→ PROBLEM TO SOLVE
Rescale the material starting with the line containing "sky, I would be grateful." and going on through its last line, writing each of those lines out again with the requests included and every vertex coordinate in the outlines multiplied by 0.45 and rounded to a whole number, halves up. Leave the pictures out.

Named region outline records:

---*---

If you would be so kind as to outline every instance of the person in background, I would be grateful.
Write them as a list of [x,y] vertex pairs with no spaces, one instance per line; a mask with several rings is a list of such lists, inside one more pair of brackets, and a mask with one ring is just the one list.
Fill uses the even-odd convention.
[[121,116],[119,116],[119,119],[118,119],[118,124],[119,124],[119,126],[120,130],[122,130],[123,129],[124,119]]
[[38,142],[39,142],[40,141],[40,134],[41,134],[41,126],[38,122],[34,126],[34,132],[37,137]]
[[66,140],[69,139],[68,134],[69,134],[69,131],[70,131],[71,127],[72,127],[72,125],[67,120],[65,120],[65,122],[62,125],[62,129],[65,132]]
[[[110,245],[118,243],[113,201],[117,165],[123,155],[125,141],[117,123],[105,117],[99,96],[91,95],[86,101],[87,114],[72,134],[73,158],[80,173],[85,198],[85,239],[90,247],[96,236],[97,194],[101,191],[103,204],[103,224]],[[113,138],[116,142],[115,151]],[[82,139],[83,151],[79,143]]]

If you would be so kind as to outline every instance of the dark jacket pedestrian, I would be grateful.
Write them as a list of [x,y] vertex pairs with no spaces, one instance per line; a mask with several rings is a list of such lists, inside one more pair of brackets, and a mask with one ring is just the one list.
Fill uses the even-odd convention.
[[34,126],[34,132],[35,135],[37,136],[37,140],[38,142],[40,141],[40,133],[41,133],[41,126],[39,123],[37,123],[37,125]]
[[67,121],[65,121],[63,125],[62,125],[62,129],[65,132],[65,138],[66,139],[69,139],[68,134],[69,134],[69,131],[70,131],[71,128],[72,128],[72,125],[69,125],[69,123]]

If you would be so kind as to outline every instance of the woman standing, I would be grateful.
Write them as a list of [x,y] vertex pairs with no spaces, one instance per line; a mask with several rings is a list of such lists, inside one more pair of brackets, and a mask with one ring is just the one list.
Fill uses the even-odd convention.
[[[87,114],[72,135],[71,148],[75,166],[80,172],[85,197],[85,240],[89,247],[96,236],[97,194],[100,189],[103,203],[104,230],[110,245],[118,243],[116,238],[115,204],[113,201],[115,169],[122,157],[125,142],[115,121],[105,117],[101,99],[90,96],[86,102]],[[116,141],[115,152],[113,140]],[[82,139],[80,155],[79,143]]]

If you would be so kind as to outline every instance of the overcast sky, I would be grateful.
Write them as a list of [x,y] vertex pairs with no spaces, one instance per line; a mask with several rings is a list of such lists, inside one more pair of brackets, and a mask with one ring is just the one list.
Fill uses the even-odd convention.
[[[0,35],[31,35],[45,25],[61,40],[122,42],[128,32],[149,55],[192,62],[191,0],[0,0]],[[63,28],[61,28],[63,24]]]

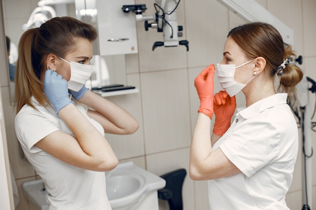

---*---

→ TASK OUTPUT
If you would be so kind as to outline every instance of the overcast sky, I would be grateful.
Write them as a list of [x,y] vertex pairs with no spaces, one instance per line; a mask with several rings is a list of such lists, inside one more pair of brackets, and a mask with one ring is just the one list.
Fill uses the even-odd convention.
[[[0,16],[14,16],[20,11],[27,18],[55,19],[58,14],[67,25],[86,28],[86,0],[0,0]],[[28,13],[27,13],[28,11]]]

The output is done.